(SUPPLIED PASSAGE begins)

I'd think you would be able to heat the entire home with the right size insert. If the doorway between the kitchen and living room is to scale, moving the heat to the entire first level shouldn't be too hard. But I'm unclear about the stairs to the second level...is that stairway open to the living room, i.e. can you see someone walking up the stairs from the living room? It looks from the drawing that the stairs are _outside_ the wall of the house...
If you can spring for a new insert, I wouldn't mess around, I'd get enough stove to heat the home on its own, and get a style I liked. Then you don't have to upgrade later. Some blowers are quieter than others, that would be important to me. The Lopi blowers are quiet, the one on the Liberty is anyway...


----------



## Grisu (May 1, 2014)

kennny said:


> I have done some homework and leaning toward installing an insert and found a used Country C160 insert selling locally. Any thought on that one? do you think it is still too small for the house? Grisu, I don't have exact measurement but the chimney looks to be about 10ft high. I will try to get you the more details later. Still busy with moving other household stuffs and wife gives me mean look when I stay around the fireplace too long.



I am a bit hesitant to recommend an used insert to someone new. You really need to check it carefully that it has not been overfired. A lot will depend on the price. Plus, don't be disappointed when you have to start the fire from scratch again every morning. Unless it is a really good deal I would suggest waiting for a more appropriately sized unit about 2 cu ft. or buy a new one. However, it is certainly your money and home. 

10 ft chimney is awfully short. You may need to add some stovepipe to it to get sufficient draft. What is the diameter? Can you drop a liner down there? Any way you can sneak by your wife and post some pictures?


----------



## begreen (May 1, 2014)

Woody Stover said:


> Is that from the top of the stove (this will be an approximation, I know) to the top of the clay chimney liner?



That is going to be a critical measurement. Modern secondary burn stoves need enough draft to pull air through the secondary manifold. Most require at least 14 ft. This appears to be a 2 story home based on the side staircase. If so, does the chimney clear the second story roof?


----------



## kennny (May 1, 2014)

/begreen, That's concerning to hear. is that because modern secondary burn doesn't make the pipe(vent) hot enough to create draft? what if I do the insulation? I didn't have time to measure it but here is the picture from outside.


----------



## begreen (May 1, 2014)

Nice house and setting. Yep, that chimney will be a challenge, particularly in our mild climate. You might want to look for a PE Pacific or Super insert. They are a bit easier breathing in my experience. But it could be that a chimney extension will be needed to establish good draft. Insulation will be a necessity I think.

(SUPPLIED PASSAGE ends)
(EXCERPTED DATA begins)

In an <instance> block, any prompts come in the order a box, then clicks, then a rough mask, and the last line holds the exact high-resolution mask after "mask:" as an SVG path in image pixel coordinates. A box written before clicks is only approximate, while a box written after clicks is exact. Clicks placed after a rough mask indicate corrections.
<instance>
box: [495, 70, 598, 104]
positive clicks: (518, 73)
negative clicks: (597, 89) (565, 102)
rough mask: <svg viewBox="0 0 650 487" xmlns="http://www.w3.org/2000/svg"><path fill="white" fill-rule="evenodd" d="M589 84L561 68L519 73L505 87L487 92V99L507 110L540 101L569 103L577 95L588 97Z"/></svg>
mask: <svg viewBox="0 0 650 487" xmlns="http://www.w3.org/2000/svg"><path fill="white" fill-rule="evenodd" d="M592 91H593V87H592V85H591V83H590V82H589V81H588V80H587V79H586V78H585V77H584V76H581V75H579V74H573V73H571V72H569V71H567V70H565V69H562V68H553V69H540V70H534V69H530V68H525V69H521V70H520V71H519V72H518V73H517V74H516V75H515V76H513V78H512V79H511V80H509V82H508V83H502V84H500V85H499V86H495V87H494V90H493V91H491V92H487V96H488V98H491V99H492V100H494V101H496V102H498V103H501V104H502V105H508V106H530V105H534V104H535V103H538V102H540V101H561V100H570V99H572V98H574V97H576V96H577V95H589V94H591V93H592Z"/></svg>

(EXCERPTED DATA ends)

Reproduce word for word the part of the wood stove insert thread above from "I'd think you" to "of the house...".

[THE COMPLETED TASK]
I'd think you would be able to heat the entire home with the right size insert. If the doorway between the kitchen and living room is to scale, moving the heat to the entire first level shouldn't be too hard. But I'm unclear about the stairs to the second level...is that stairway open to the living room, i.e. can you see someone walking up the stairs from the living room? It looks from the drawing that the stairs are _outside_ the wall of the house...